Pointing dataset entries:
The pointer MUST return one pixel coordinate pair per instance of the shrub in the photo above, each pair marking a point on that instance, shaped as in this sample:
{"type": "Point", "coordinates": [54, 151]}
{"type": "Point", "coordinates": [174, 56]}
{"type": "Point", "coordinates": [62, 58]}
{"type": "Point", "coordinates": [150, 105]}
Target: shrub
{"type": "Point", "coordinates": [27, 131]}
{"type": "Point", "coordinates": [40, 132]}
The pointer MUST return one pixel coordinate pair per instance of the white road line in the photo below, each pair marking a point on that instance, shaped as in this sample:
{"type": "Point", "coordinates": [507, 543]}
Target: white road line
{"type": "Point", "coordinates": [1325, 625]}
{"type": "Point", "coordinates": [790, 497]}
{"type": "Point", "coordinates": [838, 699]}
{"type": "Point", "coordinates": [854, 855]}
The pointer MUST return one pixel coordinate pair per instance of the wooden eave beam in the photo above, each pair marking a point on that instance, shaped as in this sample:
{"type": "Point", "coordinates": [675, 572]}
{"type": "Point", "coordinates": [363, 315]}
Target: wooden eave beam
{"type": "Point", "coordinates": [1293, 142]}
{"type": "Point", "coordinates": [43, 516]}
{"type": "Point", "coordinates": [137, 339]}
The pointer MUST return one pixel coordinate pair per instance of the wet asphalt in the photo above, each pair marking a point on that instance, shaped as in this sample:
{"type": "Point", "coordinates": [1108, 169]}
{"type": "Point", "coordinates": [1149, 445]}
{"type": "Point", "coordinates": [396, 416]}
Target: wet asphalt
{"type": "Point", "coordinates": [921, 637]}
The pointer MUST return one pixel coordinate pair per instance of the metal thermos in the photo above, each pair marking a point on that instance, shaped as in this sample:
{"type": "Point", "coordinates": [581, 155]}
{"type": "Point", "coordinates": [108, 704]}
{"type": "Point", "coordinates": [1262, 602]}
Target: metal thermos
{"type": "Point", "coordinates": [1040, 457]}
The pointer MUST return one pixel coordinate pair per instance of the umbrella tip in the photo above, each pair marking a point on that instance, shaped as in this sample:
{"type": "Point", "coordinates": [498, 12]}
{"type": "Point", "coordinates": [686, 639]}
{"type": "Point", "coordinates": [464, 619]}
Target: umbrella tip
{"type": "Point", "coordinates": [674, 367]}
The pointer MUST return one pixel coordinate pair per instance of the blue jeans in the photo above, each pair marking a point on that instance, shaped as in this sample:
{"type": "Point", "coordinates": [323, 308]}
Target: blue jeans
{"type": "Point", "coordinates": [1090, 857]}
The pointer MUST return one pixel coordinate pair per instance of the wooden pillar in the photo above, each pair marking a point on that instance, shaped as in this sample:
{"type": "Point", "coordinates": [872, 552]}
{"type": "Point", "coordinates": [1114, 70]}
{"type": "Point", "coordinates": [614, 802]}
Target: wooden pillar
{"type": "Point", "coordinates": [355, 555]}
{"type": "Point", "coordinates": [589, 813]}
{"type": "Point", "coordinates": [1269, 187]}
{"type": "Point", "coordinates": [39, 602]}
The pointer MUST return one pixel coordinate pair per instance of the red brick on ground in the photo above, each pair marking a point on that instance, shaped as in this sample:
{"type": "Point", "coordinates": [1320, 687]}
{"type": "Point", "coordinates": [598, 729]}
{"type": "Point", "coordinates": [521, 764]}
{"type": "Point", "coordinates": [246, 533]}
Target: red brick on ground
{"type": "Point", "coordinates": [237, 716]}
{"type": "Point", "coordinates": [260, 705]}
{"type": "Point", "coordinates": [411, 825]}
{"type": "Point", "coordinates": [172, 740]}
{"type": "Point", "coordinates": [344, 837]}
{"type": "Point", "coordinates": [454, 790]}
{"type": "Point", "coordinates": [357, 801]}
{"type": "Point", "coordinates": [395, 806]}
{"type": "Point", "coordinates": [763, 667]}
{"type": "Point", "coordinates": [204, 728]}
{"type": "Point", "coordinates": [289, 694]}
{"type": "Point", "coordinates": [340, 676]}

[Given exercise]
Turn every line of the entries above into a numbered list, leaving out any blank lines.

[Task response]
1. The pointer MUST return one pixel coordinate pair per instance of the shrub in the photo above, each pair marking a point on that instance, shaped as in this sample:
2. {"type": "Point", "coordinates": [54, 151]}
3. {"type": "Point", "coordinates": [174, 56]}
4. {"type": "Point", "coordinates": [62, 58]}
5. {"type": "Point", "coordinates": [150, 105]}
6. Target: shrub
7. {"type": "Point", "coordinates": [27, 131]}
8. {"type": "Point", "coordinates": [40, 132]}
9. The pointer MUST return one pixel coordinate pair per instance of the white road line in the photo below, each pair marking a point on that instance, shaped as in this sample:
10. {"type": "Point", "coordinates": [507, 543]}
11. Target: white road line
12. {"type": "Point", "coordinates": [1325, 625]}
13. {"type": "Point", "coordinates": [790, 497]}
14. {"type": "Point", "coordinates": [838, 699]}
15. {"type": "Point", "coordinates": [854, 855]}
16. The pointer MUST return one pixel coordinate pair per instance of the wooden eave beam in the photo above, each pair marking a point on that instance, shaped as in this sample:
17. {"type": "Point", "coordinates": [675, 572]}
18. {"type": "Point", "coordinates": [363, 315]}
19. Target: wooden eave beam
20. {"type": "Point", "coordinates": [1293, 142]}
21. {"type": "Point", "coordinates": [43, 516]}
22. {"type": "Point", "coordinates": [137, 339]}
23. The pointer MUST return one pixel coordinate pair per instance of the wet asphalt in the photo above, each pair marking a point on that instance, shaped as in this sample:
24. {"type": "Point", "coordinates": [1108, 169]}
25. {"type": "Point", "coordinates": [1149, 445]}
26. {"type": "Point", "coordinates": [396, 416]}
27. Target: wet asphalt
28. {"type": "Point", "coordinates": [921, 637]}
29. The pointer MUST return one pixel coordinate pair per instance of the metal thermos in the photo above, each pair marking a point on that instance, shaped as in this sample:
30. {"type": "Point", "coordinates": [581, 155]}
31. {"type": "Point", "coordinates": [108, 704]}
32. {"type": "Point", "coordinates": [1262, 602]}
33. Target: metal thermos
34. {"type": "Point", "coordinates": [1040, 457]}
35. The pointer MUST return one pixel coordinate pair per instance of the umbrella tip in the photo above, each pair marking a point on that instance, shaped as in this sample:
36. {"type": "Point", "coordinates": [498, 12]}
37. {"type": "Point", "coordinates": [686, 639]}
38. {"type": "Point", "coordinates": [464, 619]}
39. Target: umbrella tip
40. {"type": "Point", "coordinates": [674, 367]}
41. The pointer MUST return one pixel coordinate pair per instance of the blue jeans in the photo above, each pair marking a point on that instance, shaped as in this sample:
42. {"type": "Point", "coordinates": [323, 308]}
43. Target: blue jeans
44. {"type": "Point", "coordinates": [1090, 857]}
45. The pointer MUST return one pixel coordinate pair per instance of the wooden pillar in the photo above, each pair marking a point on that instance, shaped as in this sample:
46. {"type": "Point", "coordinates": [872, 552]}
47. {"type": "Point", "coordinates": [1114, 70]}
48. {"type": "Point", "coordinates": [614, 802]}
49. Target: wooden pillar
50. {"type": "Point", "coordinates": [355, 555]}
51. {"type": "Point", "coordinates": [589, 813]}
52. {"type": "Point", "coordinates": [1269, 187]}
53. {"type": "Point", "coordinates": [39, 602]}
54. The pointer MUST return one pixel coordinate pair per instance of the red brick on ground in the photo above, each pair marking a point on that instance, shaped as in this sample:
55. {"type": "Point", "coordinates": [1320, 687]}
56. {"type": "Point", "coordinates": [598, 729]}
57. {"type": "Point", "coordinates": [521, 764]}
58. {"type": "Point", "coordinates": [246, 533]}
59. Target: red brick on ground
60. {"type": "Point", "coordinates": [237, 716]}
61. {"type": "Point", "coordinates": [260, 705]}
62. {"type": "Point", "coordinates": [411, 825]}
63. {"type": "Point", "coordinates": [172, 740]}
64. {"type": "Point", "coordinates": [344, 837]}
65. {"type": "Point", "coordinates": [454, 790]}
66. {"type": "Point", "coordinates": [357, 801]}
67. {"type": "Point", "coordinates": [395, 806]}
68. {"type": "Point", "coordinates": [763, 667]}
69. {"type": "Point", "coordinates": [204, 728]}
70. {"type": "Point", "coordinates": [289, 694]}
71. {"type": "Point", "coordinates": [340, 676]}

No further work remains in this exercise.